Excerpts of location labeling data
* start *

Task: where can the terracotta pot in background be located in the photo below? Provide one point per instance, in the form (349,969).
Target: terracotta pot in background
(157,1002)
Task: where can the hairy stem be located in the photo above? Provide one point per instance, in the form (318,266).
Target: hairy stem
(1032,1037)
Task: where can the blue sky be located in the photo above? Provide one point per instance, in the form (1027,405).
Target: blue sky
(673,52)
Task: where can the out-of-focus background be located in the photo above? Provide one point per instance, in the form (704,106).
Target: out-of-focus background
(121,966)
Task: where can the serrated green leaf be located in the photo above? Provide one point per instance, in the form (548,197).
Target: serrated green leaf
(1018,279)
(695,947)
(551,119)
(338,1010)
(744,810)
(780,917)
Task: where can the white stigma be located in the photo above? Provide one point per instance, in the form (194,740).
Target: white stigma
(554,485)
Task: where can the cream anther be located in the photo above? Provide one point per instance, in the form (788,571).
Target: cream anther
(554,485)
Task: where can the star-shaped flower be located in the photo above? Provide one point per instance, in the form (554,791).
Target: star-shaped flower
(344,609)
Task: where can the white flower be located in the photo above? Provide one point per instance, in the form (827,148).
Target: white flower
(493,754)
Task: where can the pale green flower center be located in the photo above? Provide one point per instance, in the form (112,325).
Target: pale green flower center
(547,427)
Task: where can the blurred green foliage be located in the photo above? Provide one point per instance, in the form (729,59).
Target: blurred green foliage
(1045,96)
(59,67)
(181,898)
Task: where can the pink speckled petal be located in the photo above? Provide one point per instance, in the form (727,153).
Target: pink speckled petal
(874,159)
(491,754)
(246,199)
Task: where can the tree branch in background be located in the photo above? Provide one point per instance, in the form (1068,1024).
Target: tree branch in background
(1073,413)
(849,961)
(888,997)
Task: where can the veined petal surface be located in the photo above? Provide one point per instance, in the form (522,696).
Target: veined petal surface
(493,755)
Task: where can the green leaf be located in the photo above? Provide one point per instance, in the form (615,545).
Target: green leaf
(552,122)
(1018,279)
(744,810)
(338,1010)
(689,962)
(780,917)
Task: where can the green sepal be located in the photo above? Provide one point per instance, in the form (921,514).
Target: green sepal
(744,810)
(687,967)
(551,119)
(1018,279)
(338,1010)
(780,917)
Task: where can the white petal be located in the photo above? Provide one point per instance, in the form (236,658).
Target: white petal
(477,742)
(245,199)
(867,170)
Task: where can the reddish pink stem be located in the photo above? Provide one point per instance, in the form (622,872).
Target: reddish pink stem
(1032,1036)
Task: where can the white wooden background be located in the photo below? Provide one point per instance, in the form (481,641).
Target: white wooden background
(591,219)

* end *

### What you should do
Return, verbatim, the stretch of the listing from the line containing "Task: where can the green sepal" through the end of the listing.

### Correct result
Task: where can the green sepal be located in the photo above? Provide one point per instance, in the form (921,514).
Target: green sepal
(744,810)
(687,967)
(551,119)
(1018,279)
(338,1010)
(780,917)
Task: where can the white petal be located in the photo above? Provide one point per instance, in the form (236,658).
Target: white petal
(477,742)
(245,199)
(867,170)
Task: where can the reddish pink stem be located in the photo above? Provide one point per instance, in the form (622,872).
Target: reddish pink stem
(1032,1036)
Task: where can the white wooden background be located in the photo below? Provide one point per instance, in the form (481,641).
Target: white wooden background
(591,219)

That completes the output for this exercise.